**The task**. Reproduce nothing but the lines from the one containing "doll with a dot." to the end of the records below, each exactly as written.

Data extracted from a collection:
= = = = =

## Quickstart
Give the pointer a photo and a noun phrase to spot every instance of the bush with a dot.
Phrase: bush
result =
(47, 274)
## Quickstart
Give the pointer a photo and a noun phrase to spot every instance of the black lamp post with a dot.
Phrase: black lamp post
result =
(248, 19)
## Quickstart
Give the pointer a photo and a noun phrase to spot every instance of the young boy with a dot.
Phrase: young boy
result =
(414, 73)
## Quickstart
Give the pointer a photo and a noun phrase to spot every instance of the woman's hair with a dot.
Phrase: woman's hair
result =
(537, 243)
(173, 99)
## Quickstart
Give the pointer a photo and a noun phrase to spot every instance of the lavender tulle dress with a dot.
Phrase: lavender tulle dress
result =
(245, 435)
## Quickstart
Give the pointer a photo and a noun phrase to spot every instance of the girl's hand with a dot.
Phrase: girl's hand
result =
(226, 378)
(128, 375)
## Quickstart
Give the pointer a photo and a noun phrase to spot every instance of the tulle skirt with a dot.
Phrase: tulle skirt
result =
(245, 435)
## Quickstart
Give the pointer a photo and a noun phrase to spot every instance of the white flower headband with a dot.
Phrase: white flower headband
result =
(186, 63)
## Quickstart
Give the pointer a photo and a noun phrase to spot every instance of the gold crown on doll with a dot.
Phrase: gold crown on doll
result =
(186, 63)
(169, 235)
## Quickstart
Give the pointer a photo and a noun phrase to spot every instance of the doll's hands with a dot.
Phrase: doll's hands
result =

= = = = =

**Response to the task**.
Give the pointer a photo and a noun phrase to spot every instance of the gold crown on doll with a dot.
Phrase: gold crown on doll
result =
(186, 63)
(169, 235)
## Quickstart
Give the pointer a photo and a noun phrase to spot every instance of the doll's hands with a dot.
Phrase: doll's hands
result =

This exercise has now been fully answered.